**What is asked**
(a) Please return the stretch of the Diesel workshop passage from "let posts = Post::belonging_to(&users)" through "Vec<Post>)> = users.into_iter()", copied word for word.
(b) Answer these from the Diesel workshop passage, one line each:
(i) Through what does Diesel support database transactions?
(ii) Which branch of the workshop source code is given?
(iii) In the registration application, participants belong to which two things?

**Reading passage**
Complex Queries (The broken way)

let users = users::table.load::<User>(&mut conn)?;

let users_with_posts = users.into_iter()
    .map(|u| {
        let posts = posts::table.filter(posts::user_id.eq(u.id))
            .load::<Post>(&mtu conn)?;
        Ok((u, posts))
    }).collect()?;

Complex Queries (Joins)

users::table.inner_join(posts::table)
    .load::<(User, Post)>(&mut conn)?;

users::table
    .inner_join(posts::table)
    .group_by(users::id)
    .select((User::as_select(), dsl::count(posts::id)))
    .load::<(User, i64)>(&mut conn)?;

• Joins are part of the QueryDsl
• Map to SQL as expected

Complex Queries (Associations)

#[derive(Identifiable, Queryable)]
#[diesel(table_name = users)]
struct User {
    id: i32,
    name: String,
}
#[derive(Identifiable, Queryable, Associations)]
#[diesel(belongs_to(User))]
#[diesel(table_name = users)]
struct Post {
    id: i32,
    user_id: i32,
    //…
}

Complex Queries (Associations)

let users = users::table.load:<User>(&mut conn)?;

let posts = Post::belonging_to(&users)
    .load::<Post>(&mut conn)? // returns `Vec<Post>`
    .grouped_by(&users); // converts this into `Vec<Vec<Post>>` 

let user_with_posts: Vec<(User, Vec<Post>)> = users.into_iter()
    .zip(posts)
    .collect();

Complex Queries (Joins + Associations)

let user = users::table.filter(users::name.eq("Jane"))
    .get_result::<User>(&mut conn)?;

let following_user = Followers::belonging_to(&user)
    .inner_join(users::table)
    .select(User::as_select())
    .load(&mut conn);

• belonging_to just constructs a query targeting the followers table
• This query can easily be extended, e.g. by another join

Transactions

• Diesel supports database transactions via Connection::transaction

let last_inserted_user = my_connection.transaction(|conn| {
    diesel::insert_into(users::table)
        .values(data)
        .execute(conn)?;
    users::table
        .order_by(users::id.desc())
        .first::<User>(conn)
})?;

Exercise I - Basic Diesel

• Web Application
• Registration form for running competitions
• Allows to:
  • Create and manage different competitions
  • Each competition has different races, each race different starts
  • Participants belong to a certain start and a certain category
• Stripped down version of a real world application

Exercise I - Basic Diesel

• Goals:
  • Implement competition list (see competition_overview.rs)
  • Implement registration list (see registration_list.rs)
  • Implement participant registration (see registration.rs)
  • Implement handling of special categories
  • Implement (parts of) an admin area to modify data (see the admin module)

Exercise I - Basic Diesel

• Source code at: https://github.com/weiznich/eurorust-2024-diesel-workshop (step-0 branch)

Exercise I - Basic Diesel

• Short tour through the relevant places in the code

Exercise I - Diesel Extensions

• Your Solutions
• (My Solution)

**Supplied material**

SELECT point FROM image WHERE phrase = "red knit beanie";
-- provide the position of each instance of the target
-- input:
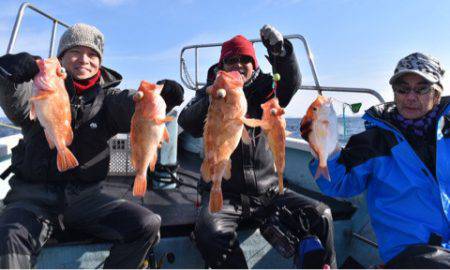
(238, 45)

**Task results**
(a)
let posts = Post::belonging_to(&users)
    .load::<Post>(&mut conn)? // returns `Vec<Post>`
    .grouped_by(&users); // converts this into `Vec<Vec<Post>>` 

let user_with_posts: Vec<(User, Vec<Post>)> = users.into_iter()

(b)
(i) Connection::transaction
(ii) The step-0 branch
(iii) A certain start and a certain category